→ **Work item**
Report every line of the data that includes "below".

------ Exercise material ------

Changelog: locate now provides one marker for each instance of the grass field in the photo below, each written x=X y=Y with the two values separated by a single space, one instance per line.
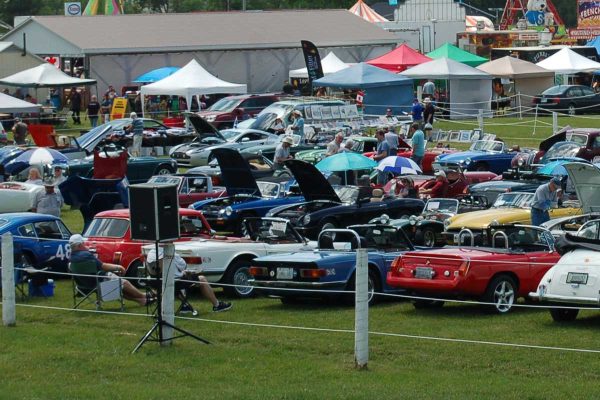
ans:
x=62 y=354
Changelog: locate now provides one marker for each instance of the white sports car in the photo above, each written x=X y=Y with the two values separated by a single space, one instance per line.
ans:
x=17 y=196
x=227 y=260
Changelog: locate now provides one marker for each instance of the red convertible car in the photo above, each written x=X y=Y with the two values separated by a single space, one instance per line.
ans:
x=515 y=259
x=109 y=236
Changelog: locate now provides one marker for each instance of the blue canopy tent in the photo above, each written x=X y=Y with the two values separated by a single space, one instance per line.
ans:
x=383 y=89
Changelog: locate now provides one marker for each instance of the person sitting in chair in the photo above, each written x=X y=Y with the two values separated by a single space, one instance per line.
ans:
x=81 y=254
x=182 y=274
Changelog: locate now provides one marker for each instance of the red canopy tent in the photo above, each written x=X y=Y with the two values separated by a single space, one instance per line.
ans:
x=399 y=59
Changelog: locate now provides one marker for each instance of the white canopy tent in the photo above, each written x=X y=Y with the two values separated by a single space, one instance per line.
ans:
x=567 y=62
x=191 y=80
x=331 y=64
x=9 y=104
x=470 y=89
x=44 y=75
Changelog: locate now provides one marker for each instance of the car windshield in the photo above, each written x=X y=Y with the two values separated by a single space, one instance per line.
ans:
x=268 y=189
x=487 y=145
x=561 y=150
x=347 y=194
x=446 y=206
x=107 y=227
x=225 y=104
x=268 y=230
x=514 y=200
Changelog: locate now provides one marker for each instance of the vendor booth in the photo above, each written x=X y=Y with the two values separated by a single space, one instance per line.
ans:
x=382 y=89
x=467 y=91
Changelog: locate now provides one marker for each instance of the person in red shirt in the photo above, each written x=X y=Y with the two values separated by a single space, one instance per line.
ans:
x=439 y=189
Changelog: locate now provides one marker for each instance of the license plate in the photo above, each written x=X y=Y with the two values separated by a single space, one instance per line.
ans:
x=424 y=272
x=579 y=278
x=285 y=273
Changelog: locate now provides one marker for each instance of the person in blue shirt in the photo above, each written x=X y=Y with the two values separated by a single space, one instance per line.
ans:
x=418 y=143
x=546 y=197
x=417 y=111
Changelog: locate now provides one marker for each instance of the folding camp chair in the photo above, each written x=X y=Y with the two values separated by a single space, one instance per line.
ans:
x=88 y=282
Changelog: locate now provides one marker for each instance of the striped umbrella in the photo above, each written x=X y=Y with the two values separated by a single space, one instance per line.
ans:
x=365 y=12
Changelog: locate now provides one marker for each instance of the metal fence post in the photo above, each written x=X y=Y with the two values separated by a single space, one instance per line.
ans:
x=9 y=316
x=361 y=321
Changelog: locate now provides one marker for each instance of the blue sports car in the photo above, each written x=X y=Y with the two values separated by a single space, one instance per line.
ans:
x=332 y=267
x=484 y=155
x=245 y=196
x=43 y=239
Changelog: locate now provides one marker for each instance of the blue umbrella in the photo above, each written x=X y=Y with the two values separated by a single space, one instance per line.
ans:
x=37 y=156
x=346 y=161
x=156 y=74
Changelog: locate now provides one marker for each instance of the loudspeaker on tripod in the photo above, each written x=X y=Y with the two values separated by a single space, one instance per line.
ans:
x=154 y=212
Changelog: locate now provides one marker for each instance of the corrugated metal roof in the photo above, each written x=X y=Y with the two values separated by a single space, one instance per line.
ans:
x=214 y=31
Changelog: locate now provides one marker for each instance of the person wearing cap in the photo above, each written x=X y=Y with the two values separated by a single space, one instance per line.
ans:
x=81 y=254
x=298 y=125
x=439 y=188
x=546 y=197
x=49 y=201
x=334 y=146
x=282 y=152
x=182 y=273
x=137 y=129
x=19 y=131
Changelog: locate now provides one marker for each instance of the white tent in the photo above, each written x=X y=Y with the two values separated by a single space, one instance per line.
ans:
x=331 y=64
x=470 y=89
x=9 y=104
x=191 y=80
x=44 y=75
x=567 y=62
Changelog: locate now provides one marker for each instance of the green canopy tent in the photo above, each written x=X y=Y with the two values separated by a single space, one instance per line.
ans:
x=454 y=53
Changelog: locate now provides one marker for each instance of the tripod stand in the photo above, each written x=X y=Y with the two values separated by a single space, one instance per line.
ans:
x=155 y=334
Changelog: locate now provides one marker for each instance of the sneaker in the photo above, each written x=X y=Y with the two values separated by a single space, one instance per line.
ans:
x=222 y=306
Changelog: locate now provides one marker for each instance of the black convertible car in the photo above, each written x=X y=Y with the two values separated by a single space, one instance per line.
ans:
x=326 y=208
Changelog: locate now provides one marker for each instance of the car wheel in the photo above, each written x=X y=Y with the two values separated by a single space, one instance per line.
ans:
x=564 y=314
x=426 y=237
x=502 y=292
x=424 y=304
x=238 y=274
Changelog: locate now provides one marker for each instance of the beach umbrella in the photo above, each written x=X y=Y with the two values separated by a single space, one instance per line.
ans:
x=346 y=161
x=399 y=165
x=37 y=156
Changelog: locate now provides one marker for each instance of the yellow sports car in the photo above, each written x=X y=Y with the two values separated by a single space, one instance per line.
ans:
x=509 y=208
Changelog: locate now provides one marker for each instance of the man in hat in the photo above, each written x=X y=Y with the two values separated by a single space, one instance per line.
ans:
x=282 y=152
x=298 y=125
x=19 y=130
x=546 y=197
x=49 y=201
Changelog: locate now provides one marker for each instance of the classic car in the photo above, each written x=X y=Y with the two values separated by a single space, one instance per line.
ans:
x=511 y=264
x=109 y=236
x=246 y=197
x=426 y=229
x=18 y=196
x=512 y=207
x=191 y=187
x=484 y=155
x=326 y=208
x=43 y=239
x=575 y=280
x=332 y=268
x=228 y=260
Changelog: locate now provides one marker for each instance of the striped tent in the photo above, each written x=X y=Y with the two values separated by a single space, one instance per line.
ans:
x=366 y=12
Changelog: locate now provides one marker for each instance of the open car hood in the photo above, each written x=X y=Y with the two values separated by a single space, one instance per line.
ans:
x=235 y=172
x=586 y=180
x=203 y=127
x=559 y=136
x=311 y=181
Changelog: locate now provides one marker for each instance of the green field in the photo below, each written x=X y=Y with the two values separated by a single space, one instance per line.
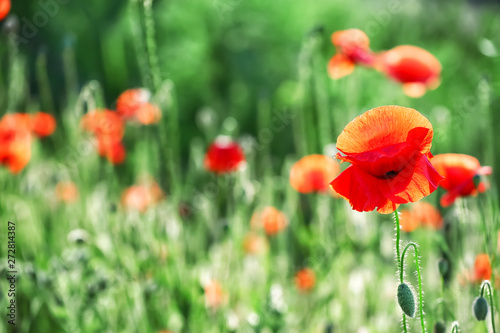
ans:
x=255 y=71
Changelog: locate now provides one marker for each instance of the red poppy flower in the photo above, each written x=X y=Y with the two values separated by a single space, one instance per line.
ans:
x=421 y=214
x=482 y=268
x=4 y=8
x=43 y=124
x=414 y=67
x=109 y=129
x=462 y=176
x=353 y=47
x=15 y=141
x=224 y=156
x=313 y=173
x=272 y=220
x=305 y=280
x=134 y=104
x=388 y=148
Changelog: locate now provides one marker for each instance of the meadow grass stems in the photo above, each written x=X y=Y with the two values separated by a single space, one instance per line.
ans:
x=42 y=76
x=149 y=27
x=70 y=70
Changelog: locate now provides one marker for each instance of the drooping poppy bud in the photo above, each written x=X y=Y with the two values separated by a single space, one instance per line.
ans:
x=406 y=299
x=480 y=308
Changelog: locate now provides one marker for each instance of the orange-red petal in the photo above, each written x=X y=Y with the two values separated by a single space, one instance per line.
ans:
x=386 y=126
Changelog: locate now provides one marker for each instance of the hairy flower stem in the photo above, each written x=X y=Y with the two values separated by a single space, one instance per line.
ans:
x=419 y=275
x=151 y=44
x=487 y=283
x=398 y=258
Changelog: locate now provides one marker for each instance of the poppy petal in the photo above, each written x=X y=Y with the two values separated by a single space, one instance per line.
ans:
x=414 y=89
x=385 y=126
x=360 y=189
x=417 y=180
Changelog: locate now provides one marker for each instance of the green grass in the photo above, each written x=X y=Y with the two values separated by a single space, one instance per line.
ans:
x=236 y=67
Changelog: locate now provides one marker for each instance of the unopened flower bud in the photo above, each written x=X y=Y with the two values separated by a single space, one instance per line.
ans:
x=406 y=299
x=480 y=308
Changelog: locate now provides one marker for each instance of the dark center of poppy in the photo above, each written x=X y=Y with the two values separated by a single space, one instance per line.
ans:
x=390 y=174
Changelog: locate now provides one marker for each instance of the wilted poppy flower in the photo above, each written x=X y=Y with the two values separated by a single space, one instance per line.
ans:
x=141 y=197
x=134 y=104
x=462 y=176
x=214 y=294
x=255 y=244
x=43 y=124
x=270 y=219
x=388 y=148
x=353 y=47
x=414 y=67
x=224 y=156
x=4 y=8
x=313 y=173
x=421 y=214
x=66 y=191
x=305 y=279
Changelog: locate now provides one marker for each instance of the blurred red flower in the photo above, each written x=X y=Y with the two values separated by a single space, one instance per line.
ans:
x=67 y=192
x=305 y=280
x=16 y=134
x=313 y=173
x=482 y=268
x=4 y=8
x=134 y=104
x=353 y=47
x=109 y=129
x=224 y=156
x=388 y=148
x=462 y=176
x=417 y=69
x=421 y=214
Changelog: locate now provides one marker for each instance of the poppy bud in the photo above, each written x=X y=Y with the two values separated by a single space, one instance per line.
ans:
x=443 y=266
x=439 y=327
x=480 y=308
x=406 y=299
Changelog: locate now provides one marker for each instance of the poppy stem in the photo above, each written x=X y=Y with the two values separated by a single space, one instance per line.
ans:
x=396 y=220
x=488 y=284
x=396 y=216
x=419 y=275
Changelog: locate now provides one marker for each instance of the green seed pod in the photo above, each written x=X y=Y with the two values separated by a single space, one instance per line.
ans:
x=443 y=266
x=406 y=299
x=480 y=308
x=439 y=327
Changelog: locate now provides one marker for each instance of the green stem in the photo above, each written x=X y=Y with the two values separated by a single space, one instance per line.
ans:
x=419 y=275
x=154 y=66
x=396 y=221
x=487 y=283
x=396 y=215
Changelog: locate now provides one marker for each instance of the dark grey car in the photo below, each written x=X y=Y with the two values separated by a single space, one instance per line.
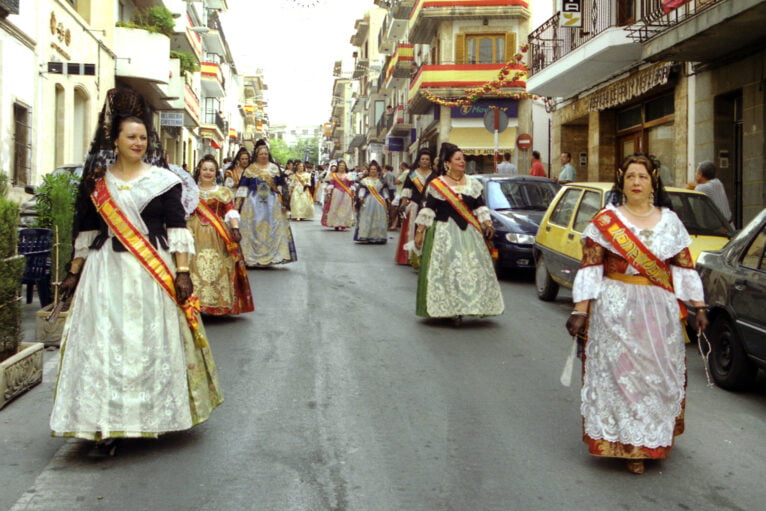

------

→ **Task solution**
Changelog: locate now provides one marker for each instance of the grass field in the photo below, each written x=X y=Y with the two values separated by a single space, one instance per line.
Changelog: locate now provides one marker for each instance of the green field in the photo below, each written x=X y=Y with the two values separated by a single space, one instance per line.
Changelog: locate now provides one marker for each instance of the dark grey car in the photo below, each written x=X y=Y with the two values separated by a single space, one instance per line.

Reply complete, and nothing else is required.